▶ **Text**:
Tuesday, May 4, 2010

Writing the First Draft of History - Literacy in Observing Events


In 2004, I lived, worked and studied in Ecuador with an excellent program called HECUA. It was a very volatile time, though Ecuador like much of Latin America is in a nearly perpetual state of crisis with only brief rests when catastrophe and revolution seem to fade momentarily into the background. Ecuador is a very divided country, with the traditional lighter skinned, Spanish and now often English speaking descendants of the colonial ruling class still holding onto economic and political power, and, despite representing a tiny minority, being hugely overrepresented in culture and media.

In recent decades there has been a revival of indigenous pride and culture, as people and communities and philosophies which have been ground under foot since Columbus and the conquistadores have awoken and demanded autonomy and respect. In Ecuador, this movement is called Pachacuti, the Quechua name of an Inca king. In 2002, the newly mobilized indigenous voters allied with urban leftists and students to elect President Lucio Gutierrez. However, Gutierrez quickly betrayed his supporters and embraced the traditional elites and foreign business interests he had won power by denouncing. He instituted World Bank ordained austerity measures and converted the Ecuadorian currency from the patriotic Sucre to the American dollar. He cracked down, hard, on the student protesters and indigenous marchers who had brought him to office. In the first week of November I witnessed, photographed and was caught up in a war on the capital city of Quito's streets between the Grupo de Operaciones Especiales with their riot gear, guns and armored cars, and students with red banners and rocks and Molotov cocktails. I came home at the end of the 2004; by April 2005 President Gutierrez had been overthrown.

▶ **Listed entries**:
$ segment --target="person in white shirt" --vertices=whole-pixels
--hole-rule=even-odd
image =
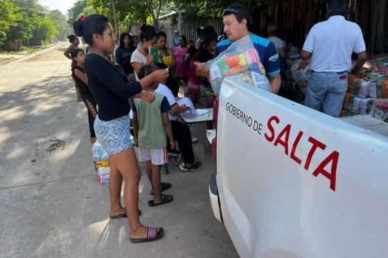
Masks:
[[[158,64],[158,67],[162,69],[166,67],[161,63]],[[159,83],[155,89],[155,92],[164,95],[171,107],[171,110],[168,112],[168,118],[171,122],[173,136],[178,143],[178,148],[183,157],[183,163],[180,164],[179,169],[182,172],[194,171],[200,169],[202,164],[200,162],[197,161],[194,156],[190,128],[187,125],[177,121],[178,115],[188,111],[189,108],[186,105],[179,105],[173,94],[173,92],[164,84]],[[168,150],[168,148],[167,153],[168,155],[172,156],[177,156],[180,154],[176,150]]]
[[[278,50],[279,56],[283,59],[285,60],[287,58],[287,53],[285,52],[285,45],[278,36],[279,26],[276,24],[271,23],[268,24],[267,28],[267,31],[268,32],[268,37],[267,40],[270,40]]]
[[[341,113],[353,52],[358,55],[353,70],[359,71],[367,60],[361,28],[345,19],[347,11],[347,1],[330,1],[328,19],[312,26],[301,51],[303,59],[311,56],[305,105],[334,117]]]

▶ **Instructions to follow**: Write out everything in the Ecuador text above from "Tuesday, May 4, 2010" down to "culture and media.", copied word for word.

▶ **Response box**:
Tuesday, May 4, 2010

Writing the First Draft of History - Literacy in Observing Events


In 2004, I lived, worked and studied in Ecuador with an excellent program called HECUA. It was a very volatile time, though Ecuador like much of Latin America is in a nearly perpetual state of crisis with only brief rests when catastrophe and revolution seem to fade momentarily into the background. Ecuador is a very divided country, with the traditional lighter skinned, Spanish and now often English speaking descendants of the colonial ruling class still holding onto economic and political power, and, despite representing a tiny minority, being hugely overrepresented in culture and media.